Reproduce the following lines verbatim, omitting the pictures from your output.

-- Supplied material start --

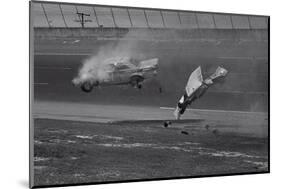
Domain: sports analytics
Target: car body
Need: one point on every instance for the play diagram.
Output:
(117, 71)
(196, 87)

-- Supplied material end --

Task solution.
Domain: sports analytics
Target: car body
Need: one point on every instance for the play diagram.
Output:
(117, 71)
(196, 87)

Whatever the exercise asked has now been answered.